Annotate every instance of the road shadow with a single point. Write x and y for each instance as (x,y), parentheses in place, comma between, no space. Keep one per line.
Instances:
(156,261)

:::::

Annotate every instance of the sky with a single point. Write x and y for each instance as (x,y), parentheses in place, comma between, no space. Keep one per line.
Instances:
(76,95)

:::::

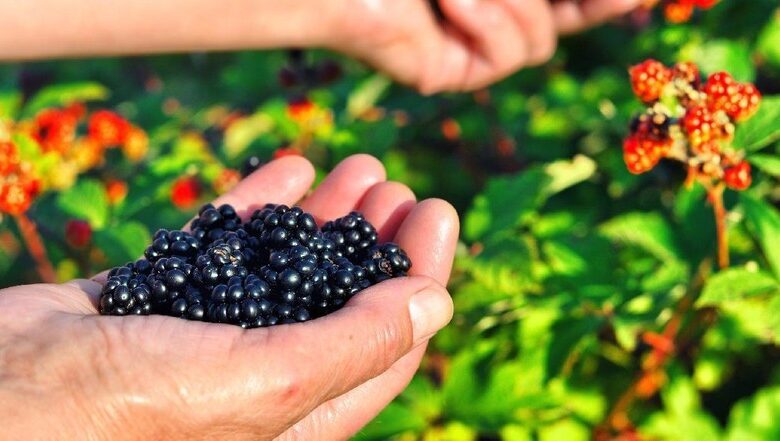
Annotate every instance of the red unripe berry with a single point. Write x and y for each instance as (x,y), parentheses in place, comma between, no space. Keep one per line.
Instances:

:::::

Direction: State how many lines in the items above contain the string "comma", counting only case-sensitive matches. Provide the number alone.

Finished answer: 3